▶ _所给文本_:
##########
星晴

无标签

发布日期: 2019-11-26

阅读次数:

Python 3

Seaborn 数据可视化基础

介绍

Matplotlib 是支持 Python 语言的开源绘图库，因为其支持丰富的绘图类型、简单的绘图方式以及完善的接口文档，深受 Python 工程师、科研学者、数据工程师等各类人士的喜欢。Seaborn 是以 Matplotlib 为核心的高阶绘图库，无需经过复杂的自定义即可绘制出更加漂亮的图形，非常适合用于数据可视化探索。

知识点

关联图
类别图
分布图
回归图
矩阵图
组合图

Seaborn 介绍

Matplotlib 应该是基于 Python 语言最优秀的绘图库了，但是它也有一个十分令人头疼的问题，那就是太过于复杂了。3000 多页的官方文档，上千个方法以及数万个参数，属于典型的你可以用它做任何事，但又无从下手。尤其是，当你想通过 Matplotlib 调出非常漂亮的效果时，往往会伤透脑筋，非常麻烦。

Seaborn 基于 Matplotlib 核心库进行了更高阶的 API 封装，可以让你轻松地画出更漂亮的图形。Seaborn 的漂亮主要体现在配色更加舒服、以及图形元素的样式更加细腻，下面是 Seaborn 官方给出的参考图。

Seaborn 具有如下特点：

内置数个经过优化的样式效果。
增加调色板工具，可以很方便地为数据搭配颜色。
单变量和双变量分布绘图更为简单，可用于对数据子集相互比较。
对独立变量和相关变量进行回归拟合和可视化更加便捷。
对数据矩阵进行可视化，并使用聚类算法进行分析。
基于时间序列的绘制和统计功能，更加灵活的不确定度估计。
基于网格绘制出更加复杂的图像集合。

除此之外， Seaborn 对 Matplotlib 和 Pandas 的数据结构高度兼容，非常适合作为数据挖掘过程中的可视化工具。

快速优化图形

当我们使用 Matplotlib 绘图时，默认的图像样式算不上美观。此时，就可以使用 Seaborn 完成快速优化。下面，我们先使用 Matplotlib 绘制一张简单的图像。

教学代码：

In [1]:

import matplotlib.pyplot as plt
%matplotlib inline

x = [1, 3, 5, 7, 9, 11, 13, 15, 17, 19]
y_bar = [3, 4, 6, 8, 9, 10, 9, 11, 7, 8]
y_line = [2, 3, 5, 7, 8, 9, 8, 10, 6, 7]

plt.bar(x, y_bar)
plt.plot(x, y_line, '-o', color='y')
##########
▶ _所给材料_:
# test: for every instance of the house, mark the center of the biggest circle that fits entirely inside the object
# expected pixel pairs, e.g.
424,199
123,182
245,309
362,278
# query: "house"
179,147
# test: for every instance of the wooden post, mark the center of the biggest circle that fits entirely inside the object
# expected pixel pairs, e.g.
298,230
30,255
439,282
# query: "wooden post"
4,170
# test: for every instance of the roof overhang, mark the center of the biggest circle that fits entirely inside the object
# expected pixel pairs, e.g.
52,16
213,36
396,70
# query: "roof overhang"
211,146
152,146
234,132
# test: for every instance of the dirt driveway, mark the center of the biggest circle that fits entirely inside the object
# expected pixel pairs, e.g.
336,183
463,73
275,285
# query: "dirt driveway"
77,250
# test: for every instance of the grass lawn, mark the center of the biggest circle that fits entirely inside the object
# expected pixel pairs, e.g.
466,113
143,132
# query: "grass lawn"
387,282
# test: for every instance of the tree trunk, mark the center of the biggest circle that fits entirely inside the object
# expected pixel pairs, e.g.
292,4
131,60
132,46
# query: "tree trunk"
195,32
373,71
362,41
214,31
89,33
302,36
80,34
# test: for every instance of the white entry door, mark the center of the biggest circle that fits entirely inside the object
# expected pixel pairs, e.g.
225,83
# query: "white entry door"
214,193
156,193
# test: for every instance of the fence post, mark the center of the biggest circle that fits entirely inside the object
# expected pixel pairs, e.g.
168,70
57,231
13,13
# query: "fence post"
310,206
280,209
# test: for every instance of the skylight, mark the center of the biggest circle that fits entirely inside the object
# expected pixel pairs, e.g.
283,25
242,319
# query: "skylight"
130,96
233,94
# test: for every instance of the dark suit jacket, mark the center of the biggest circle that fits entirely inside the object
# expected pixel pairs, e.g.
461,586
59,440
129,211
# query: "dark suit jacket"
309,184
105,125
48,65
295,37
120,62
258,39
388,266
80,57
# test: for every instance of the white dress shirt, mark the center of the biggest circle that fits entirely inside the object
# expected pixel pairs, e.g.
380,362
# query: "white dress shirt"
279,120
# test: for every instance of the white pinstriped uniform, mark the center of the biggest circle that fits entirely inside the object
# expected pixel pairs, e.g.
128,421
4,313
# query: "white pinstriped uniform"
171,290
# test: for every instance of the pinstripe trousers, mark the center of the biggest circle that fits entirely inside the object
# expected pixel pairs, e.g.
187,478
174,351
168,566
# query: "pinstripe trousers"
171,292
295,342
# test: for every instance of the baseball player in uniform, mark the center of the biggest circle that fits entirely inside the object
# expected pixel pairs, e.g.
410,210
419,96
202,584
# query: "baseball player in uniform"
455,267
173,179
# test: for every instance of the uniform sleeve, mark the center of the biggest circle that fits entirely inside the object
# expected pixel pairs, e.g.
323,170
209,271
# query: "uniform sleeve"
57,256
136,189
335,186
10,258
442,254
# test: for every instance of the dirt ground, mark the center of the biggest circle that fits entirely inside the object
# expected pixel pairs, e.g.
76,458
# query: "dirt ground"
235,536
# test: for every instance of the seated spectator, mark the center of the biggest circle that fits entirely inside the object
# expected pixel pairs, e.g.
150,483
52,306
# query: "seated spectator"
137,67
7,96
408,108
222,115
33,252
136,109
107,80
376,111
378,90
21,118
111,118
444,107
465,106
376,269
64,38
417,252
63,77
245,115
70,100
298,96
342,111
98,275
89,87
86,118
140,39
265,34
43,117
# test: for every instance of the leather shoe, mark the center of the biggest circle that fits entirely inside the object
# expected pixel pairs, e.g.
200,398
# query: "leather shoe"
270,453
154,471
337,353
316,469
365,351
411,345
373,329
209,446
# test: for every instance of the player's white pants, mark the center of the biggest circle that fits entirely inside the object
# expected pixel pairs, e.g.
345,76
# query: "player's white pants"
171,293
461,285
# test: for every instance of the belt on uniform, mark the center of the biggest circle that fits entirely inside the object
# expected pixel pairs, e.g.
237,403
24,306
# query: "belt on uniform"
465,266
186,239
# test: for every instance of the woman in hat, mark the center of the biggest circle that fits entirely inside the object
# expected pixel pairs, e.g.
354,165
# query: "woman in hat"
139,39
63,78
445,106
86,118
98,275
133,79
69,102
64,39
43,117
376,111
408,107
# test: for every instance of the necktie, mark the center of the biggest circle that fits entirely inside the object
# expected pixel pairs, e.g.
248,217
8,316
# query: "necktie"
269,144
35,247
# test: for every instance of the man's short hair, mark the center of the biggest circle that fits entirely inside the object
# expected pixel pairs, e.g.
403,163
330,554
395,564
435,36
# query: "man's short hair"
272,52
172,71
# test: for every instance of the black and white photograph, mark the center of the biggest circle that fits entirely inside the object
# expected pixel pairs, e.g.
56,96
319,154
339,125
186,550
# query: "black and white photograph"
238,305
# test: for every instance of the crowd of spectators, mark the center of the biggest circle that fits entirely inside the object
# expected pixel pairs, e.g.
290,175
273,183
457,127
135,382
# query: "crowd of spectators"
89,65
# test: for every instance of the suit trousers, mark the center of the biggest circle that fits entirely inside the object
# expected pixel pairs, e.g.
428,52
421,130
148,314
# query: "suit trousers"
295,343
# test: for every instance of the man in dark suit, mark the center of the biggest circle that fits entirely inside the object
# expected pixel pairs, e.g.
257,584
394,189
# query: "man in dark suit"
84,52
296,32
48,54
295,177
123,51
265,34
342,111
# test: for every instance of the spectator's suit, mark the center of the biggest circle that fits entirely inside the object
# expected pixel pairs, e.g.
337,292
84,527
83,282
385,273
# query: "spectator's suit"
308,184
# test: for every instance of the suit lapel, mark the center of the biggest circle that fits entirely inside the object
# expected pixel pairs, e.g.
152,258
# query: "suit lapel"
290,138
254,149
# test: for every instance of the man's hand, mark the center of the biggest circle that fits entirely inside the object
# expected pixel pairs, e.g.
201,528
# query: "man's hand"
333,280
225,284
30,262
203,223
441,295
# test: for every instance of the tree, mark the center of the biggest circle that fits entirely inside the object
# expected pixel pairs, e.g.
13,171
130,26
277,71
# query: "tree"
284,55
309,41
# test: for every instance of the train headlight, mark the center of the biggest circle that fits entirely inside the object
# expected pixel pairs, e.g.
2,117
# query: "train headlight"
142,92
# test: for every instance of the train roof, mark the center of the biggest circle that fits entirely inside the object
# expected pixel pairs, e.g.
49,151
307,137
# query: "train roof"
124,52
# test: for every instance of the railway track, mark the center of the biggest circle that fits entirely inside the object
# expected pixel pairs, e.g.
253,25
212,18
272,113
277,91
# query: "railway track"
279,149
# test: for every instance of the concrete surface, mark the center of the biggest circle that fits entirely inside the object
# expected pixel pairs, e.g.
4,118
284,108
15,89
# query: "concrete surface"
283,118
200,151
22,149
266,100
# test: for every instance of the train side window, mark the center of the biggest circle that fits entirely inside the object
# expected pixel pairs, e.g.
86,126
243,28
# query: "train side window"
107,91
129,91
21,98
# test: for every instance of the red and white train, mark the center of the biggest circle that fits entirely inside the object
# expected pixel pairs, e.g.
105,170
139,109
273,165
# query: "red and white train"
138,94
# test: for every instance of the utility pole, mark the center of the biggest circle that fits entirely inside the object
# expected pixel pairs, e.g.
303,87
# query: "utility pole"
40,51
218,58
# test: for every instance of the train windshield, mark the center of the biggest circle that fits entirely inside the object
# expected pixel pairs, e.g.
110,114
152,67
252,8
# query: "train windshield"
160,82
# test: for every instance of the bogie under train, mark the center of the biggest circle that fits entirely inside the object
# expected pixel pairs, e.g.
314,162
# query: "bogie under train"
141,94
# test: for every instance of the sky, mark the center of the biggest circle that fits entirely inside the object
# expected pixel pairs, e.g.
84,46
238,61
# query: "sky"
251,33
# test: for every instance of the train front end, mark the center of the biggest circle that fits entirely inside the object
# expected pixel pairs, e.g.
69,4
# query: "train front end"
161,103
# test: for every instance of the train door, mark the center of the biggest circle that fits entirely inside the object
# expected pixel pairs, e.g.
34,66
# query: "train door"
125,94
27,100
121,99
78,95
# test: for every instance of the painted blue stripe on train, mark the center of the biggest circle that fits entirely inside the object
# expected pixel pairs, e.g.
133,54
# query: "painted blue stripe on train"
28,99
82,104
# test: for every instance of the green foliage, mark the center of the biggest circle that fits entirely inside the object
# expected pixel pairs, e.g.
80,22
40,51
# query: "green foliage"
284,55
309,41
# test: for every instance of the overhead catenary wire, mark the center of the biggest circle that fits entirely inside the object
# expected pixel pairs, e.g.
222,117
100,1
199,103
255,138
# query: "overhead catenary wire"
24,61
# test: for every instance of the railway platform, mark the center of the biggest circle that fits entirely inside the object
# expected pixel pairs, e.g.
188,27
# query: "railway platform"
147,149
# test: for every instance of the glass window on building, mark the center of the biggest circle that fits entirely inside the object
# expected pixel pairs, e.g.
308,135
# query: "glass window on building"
##########
▶ _任务要求_:
[1] 在这篇 Seaborn 教程中，把从“单变量和双变量分布绘图更为简单，可用于对数据子集相互比较。”直到“和 Pandas 的数据结构高度兼容，非常适合作为数据挖掘过程中的可视化工具。”的这一段重新写出，并将其中的“Pandas”换成“NumPy”。
[2] 请从这篇 Seaborn 教程的末尾接着往下续写。

▶ _练习结果_:
[1]
单变量和双变量分布绘图更为简单，可用于对数据子集相互比较。
对独立变量和相关变量进行回归拟合和可视化更加便捷。
对数据矩阵进行可视化，并使用聚类算法进行分析。
基于时间序列的绘制和统计功能，更加灵活的不确定度估计。
基于网格绘制出更加复杂的图像集合。

除此之外， Seaborn 对 Matplotlib 和 NumPy 的数据结构高度兼容，非常适合作为数据挖掘过程中的可视化工具。

[2]
Out[1]:

[<matplotlib.lines.Line2D at 0x7f9c5050c358>]

动手练习｜如果你对课程所使用的实验楼 Notebook 在线环境并不熟悉，可以先学习 使用指南课程。

使用 Seaborn 完成图像快速优化的方法非常简单。只需要将 Seaborn 提供的样式声明代码 sns.set() 放置在绘图前即可。

In [2]:

import seaborn as sns

sns.set()  # 声明使用 Seaborn 样式

plt.bar(x, y_bar)
plt.plot(x, y_line, '-o', color='y')

Out[2]:

[<matplotlib.lines.Line2D at 0x7f9c504fba90>]

我们可以发现，相比于 Matplotlib 默认的纯白色背景，Seaborn 默认的浅灰色网格背景看起来的确要细腻舒适一些。而柱状图的色调、坐标轴的字体大小也都有一些变化。

sns.set() 的默认参数为：

sns.set(context='notebook', style='darkgrid', palette='deep', font='sans-serif', font_scale=1, color_codes=False, rc=None)

其中：

context='' 参数控制着默认的画幅大小，分别有 {paper, notebook, talk, poster} 四个值。其中，poster > talk > notebook > paper。
style='' 参数控制默认样式，分别有 {darkgrid, whitegrid, dark, white, ticks}，你可以自行更改查看它们之间的不同。
palette='' 参数为预设的调色板。分别有 {deep, muted, bright, pastel, dark, colorblind} 等，你可以自行更改查看它们之间的不同。
剩下的 font='' 用于设置字体，font_scale= 设置字体大小，color_codes= 不使用调色板而采用先前的 'r' 等色彩缩写。

Seaborn 绘图 API

Seaborn 一共拥有 50 多个 API 类，相比于 Matplotlib 数千个的规模，可以算作是短小精悍了。其中，根据图形的适应场景，Seaborn 的绘图方法大致分类 6 类，分别是：关联图、类别图、分布图、回归图、矩阵图和组合图。而这 6 大类下面又包含不同数量的绘图函数。

接下来，我们就通过实际数据进行演示，使用 Seaborn 绘制不同适应场景的图形。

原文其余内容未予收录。